▸ Text excerpt:

== Segment start ==

Her epidural accelerated her labour, as it sometimes does. We waited until the head came down by itself. The young couple were laughing and joking with each other until the pressure in her bottom became overwhelming. Finally, it was time to push. Then her husband retreated behind the curtain to read psalms and pray fervently for the safe delivery of his wife and child.
Dini, the patient, settled to her work of pushing with energy and will. I took one leg, Amina the other, Zhuyin in the middle, watching the head come down. Pushing and pushing, pushing and pushing, laughing, encouraging and supporting, this is the soundtrack of my life. Every few minutes, the husband called out from behind the curtain. “Is the baby out yet? Is the head coming out?”
“Be patient,” I teased him, “remember the average first birth takes 1-2 hours of pushing.” But, of course, the advantage of being young and strong is that it did not take her that long.
Soon the head was visible. I was leaning over so that I could watch what was going on. We moved from semi-sitting to side pushing, then back again. “Keep your eyes on the prize!” I whispered to Zhuyin as the head started to crown. Zhuyin had the situation well in hand. She had a warm sponge on the perineum, keeping the head flexed as she allowed it to slowly emerge. It took the baby’s head a while to crown. It kept slipping forward and back. The fetal heart was slowing down but returned to normal after each contraction. I looked at Amina and her eyebrows raised. “Can we get a stool next to the bed and another nurse in the room?” I say. She nodded, and Claire, one of the most experienced nurses on the unit, quietly entered, taking over some of the duties and greeting the patient in her soft Caribbean voice. We were preparing for either a shoulder dystocia or a cord around the neck. I got a vacuum onto the table, but I didn’t want to use it.

== Segment end ==

▸ Excerpted data:

== Segment start ==

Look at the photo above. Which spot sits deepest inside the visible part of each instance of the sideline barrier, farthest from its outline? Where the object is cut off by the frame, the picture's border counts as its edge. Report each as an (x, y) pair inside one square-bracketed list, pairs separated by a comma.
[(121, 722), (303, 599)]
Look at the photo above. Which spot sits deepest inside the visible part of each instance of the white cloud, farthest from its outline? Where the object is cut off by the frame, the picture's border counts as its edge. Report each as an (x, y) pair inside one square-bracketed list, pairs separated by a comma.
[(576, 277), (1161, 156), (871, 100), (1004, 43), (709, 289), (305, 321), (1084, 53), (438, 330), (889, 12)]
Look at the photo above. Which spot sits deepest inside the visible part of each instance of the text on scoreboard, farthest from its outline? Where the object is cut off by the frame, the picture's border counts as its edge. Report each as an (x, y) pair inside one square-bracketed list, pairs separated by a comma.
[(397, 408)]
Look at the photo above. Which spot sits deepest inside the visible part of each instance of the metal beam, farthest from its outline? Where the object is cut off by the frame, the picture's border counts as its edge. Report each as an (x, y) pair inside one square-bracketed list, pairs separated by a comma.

== Segment end ==

▸ Work instruction A: Repeat word for word the passage of the delivery account starting at "Her epidural accelerated" and ending at "wife and child.".
▸ Work instruction B: Carry on with the delivery account from the point where it stops.
The rows come from a separate source and have no connection to the delivery account.

▸ Answer area A:
Her epidural accelerated her labour, as it sometimes does. We waited until the head came down by itself. The young couple were laughing and joking with each other until the pressure in her bottom became overwhelming. Finally, it was time to push. Then her husband retreated behind the curtain to read psalms and pray fervently for the safe delivery of his wife and child.

▸ Answer area B:
“The head is coming now,” I called out to the almost dad behind the curtain. “The baby is almost here.”
I look at Dini. “OK,” I say, “I really need you to push hard now. I know I have told you that the baby is coming for a while now, but this is really it.” With a look of total concentration and determination on her face, her mask slipping down to her chin, she gave one mighty heave, and the head was crowning! “Gently, gently now,” Zhuyin said, controlling the head as it slipped over the perineum. I was reassured to see a gush of clear fluid. Zhuyin slipped her hand in and removed a loose cord from around the baby’s neck. “Aha, there’s that bad boy,” I said. Zhuyin tried to deliver the shoulders, but they didn’t come.
“Legs up!” I said as Claire and Amina each bent a leg up to the patient’s shoulders. Then, just as I was ready to get up on the stool to shove on the shoulders, the baby slipped out. There was another loop of cord under the arm which we untwisted as we handed the baby up to the mom. There was an anxious moment, and then a full-throated cry filled the room. “Mazel Tov!” I called out, “it’s a boy!” I looked up and saw the husband’s face, tears streaming from his eyes, a huge smile crinkling his cheeks above his mask. “Are you OK, Dini?” he cried out in Yiddish. “Is the baby OK?”
After delivering the placenta and starting the repair, I saw the young mother examining the baby in her arms, looking with that intense absorption that women do when they see their baby for the first time. This is one of my favourite moments. I love this look. That look is why I continue to do this job. While we were sewing up, Amina brought the baby to his father. Again I watched that look of wonder and joy spread across his face as he held his baby for the first time. I smiled at Zhuyin as she tied the final knot of her residency. It was a job well done.
I looked around the room with satisfaction. Here are my people, I thought, people I have connected to in many ways, all linked through this mystery of birth. I was in my happy place.